Fantastic Four, 2015.
Directed by Josh Trank.
Starring Miles Teller, Kate Mara, Michael B. Jordan, Jamie Bell, Toby Kebbell, Reg E. Cathey, and Tim Blake Nelson.
SYNOPSIS:
Four young outsiders teleport to an alternate and dangerous universe which alters their physical form in shocking ways. The four must learn to harness their new abilities and work together to save Earth from a former friend turned enemy.
10 years ago Batman Begins introduced the term ‘reboot’ and became the shining example of how to introduce audiences to a character and their world. Since then, mainly due to Marvel, we’ve been spoilt with the overall quality of comic book films. A golden age you might say.
Fantastic Four is sad proof that the genre is still capable of creating a stinker. The troubled production has been well documented; just yesterday director Josh Trank had a tweet clearly aimed at supposedly meddling FOX execs hastily deleted. Reshoots were arranged, and the internet has been less than kind from the off.

### STORED DATA

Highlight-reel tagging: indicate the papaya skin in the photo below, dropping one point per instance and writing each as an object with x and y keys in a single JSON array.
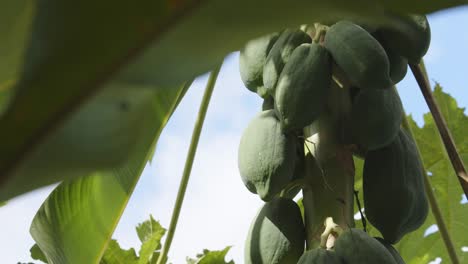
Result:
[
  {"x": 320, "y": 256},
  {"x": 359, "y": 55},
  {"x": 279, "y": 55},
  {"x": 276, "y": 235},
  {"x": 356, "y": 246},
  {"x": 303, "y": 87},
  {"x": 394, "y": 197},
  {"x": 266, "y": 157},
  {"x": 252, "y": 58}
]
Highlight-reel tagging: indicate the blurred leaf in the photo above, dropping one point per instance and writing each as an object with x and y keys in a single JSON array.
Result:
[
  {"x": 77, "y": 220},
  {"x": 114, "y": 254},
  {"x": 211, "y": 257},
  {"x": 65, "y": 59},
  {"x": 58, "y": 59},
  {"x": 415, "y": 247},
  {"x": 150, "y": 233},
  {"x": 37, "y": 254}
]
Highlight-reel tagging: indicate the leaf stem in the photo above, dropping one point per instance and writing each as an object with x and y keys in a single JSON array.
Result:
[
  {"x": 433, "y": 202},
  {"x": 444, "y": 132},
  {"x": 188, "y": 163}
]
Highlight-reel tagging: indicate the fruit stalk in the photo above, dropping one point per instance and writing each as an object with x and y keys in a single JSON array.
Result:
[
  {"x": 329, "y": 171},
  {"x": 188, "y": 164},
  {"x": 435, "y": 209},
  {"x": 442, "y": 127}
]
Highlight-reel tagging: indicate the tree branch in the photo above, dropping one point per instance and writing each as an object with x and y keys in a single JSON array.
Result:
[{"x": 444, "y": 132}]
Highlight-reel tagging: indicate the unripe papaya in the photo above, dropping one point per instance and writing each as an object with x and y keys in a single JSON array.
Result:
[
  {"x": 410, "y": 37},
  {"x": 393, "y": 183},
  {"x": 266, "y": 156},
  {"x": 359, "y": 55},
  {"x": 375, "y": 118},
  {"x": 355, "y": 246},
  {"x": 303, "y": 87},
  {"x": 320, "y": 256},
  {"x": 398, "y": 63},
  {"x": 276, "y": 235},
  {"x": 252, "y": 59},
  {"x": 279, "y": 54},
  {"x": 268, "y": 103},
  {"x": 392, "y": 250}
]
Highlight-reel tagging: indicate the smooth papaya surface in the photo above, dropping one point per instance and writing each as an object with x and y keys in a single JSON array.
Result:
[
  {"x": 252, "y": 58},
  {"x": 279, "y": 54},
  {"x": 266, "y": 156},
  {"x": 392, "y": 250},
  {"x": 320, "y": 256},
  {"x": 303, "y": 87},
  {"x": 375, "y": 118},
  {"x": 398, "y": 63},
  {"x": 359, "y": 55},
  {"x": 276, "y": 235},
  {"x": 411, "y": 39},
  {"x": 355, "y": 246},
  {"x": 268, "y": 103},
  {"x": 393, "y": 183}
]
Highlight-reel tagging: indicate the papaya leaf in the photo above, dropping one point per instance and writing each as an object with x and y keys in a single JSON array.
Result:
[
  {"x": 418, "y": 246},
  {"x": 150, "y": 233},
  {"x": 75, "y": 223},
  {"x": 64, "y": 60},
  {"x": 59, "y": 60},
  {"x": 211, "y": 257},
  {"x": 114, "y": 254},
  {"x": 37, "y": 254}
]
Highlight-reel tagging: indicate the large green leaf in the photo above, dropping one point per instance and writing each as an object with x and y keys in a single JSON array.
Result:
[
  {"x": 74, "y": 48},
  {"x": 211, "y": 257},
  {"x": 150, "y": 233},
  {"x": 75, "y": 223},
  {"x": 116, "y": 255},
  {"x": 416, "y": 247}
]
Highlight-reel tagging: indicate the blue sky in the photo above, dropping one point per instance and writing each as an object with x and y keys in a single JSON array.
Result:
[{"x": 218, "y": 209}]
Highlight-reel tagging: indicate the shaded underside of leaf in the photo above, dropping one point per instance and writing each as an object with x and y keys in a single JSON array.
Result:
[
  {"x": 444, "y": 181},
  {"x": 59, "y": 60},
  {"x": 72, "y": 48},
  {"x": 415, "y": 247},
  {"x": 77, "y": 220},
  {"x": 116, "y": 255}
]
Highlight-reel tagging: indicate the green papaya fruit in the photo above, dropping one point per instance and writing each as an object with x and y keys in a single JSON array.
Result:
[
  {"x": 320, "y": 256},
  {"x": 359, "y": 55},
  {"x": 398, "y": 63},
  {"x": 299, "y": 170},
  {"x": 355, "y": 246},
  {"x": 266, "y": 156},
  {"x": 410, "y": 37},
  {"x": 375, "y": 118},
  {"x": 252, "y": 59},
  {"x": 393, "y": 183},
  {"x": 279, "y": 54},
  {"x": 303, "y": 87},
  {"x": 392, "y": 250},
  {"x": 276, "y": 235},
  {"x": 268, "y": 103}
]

### CHALLENGES
[1] Which film does the Fantastic Four review credit with introducing the term "reboot"?
[2] Write a continuation of the Fantastic Four review, picking up after its final sentence.
The data play no part in what follows and can be set aside.

### RESPONSE LIST
[1] Batman Begins.

[2]
Whatever may have happened though, visiting the cinema is not a cheap experience, and a film can’t be reviewed on what it might have been. Based on the final film, I can’t suggest that you spend your hard-earned money to watch Fantastic Four.
Riddled throughout with clichéd dialogue, the first half attempts to build things thoughtfully but completely fails in creating the relationships that will later be tested. Broad brush strokes give us no reason to invest in these future heroes.
No matter, as the second half throws what little story there was away, hell-bent on giving us a villain and a fight. It’s rushed, boring, and feels as though it was from a different film.
Infuriatingly there may be a better film buried in here somewhere. But like Ben Grimm it’s given no time to become anything more than awful dialogue and dull action. With the horrifying changes to their bodies and the threat of weaponisation this film could have made a real mark in ways that the Marvel films can’t.
Once the dust settles we’re left with the group in a new base, congratulating each other as they devise a name for their superhero team. Not only is it a horrifically contrived final scene, but it flat-out isn’t earned. This scene and FOX’s announcement of a sequel all comes off as incredibly cocky, as if audiences would just lap up anything that has a superhero in it. Sure, the hunger for comic books films is huge, and the business case is compelling.
You need to actually make a decent film first though.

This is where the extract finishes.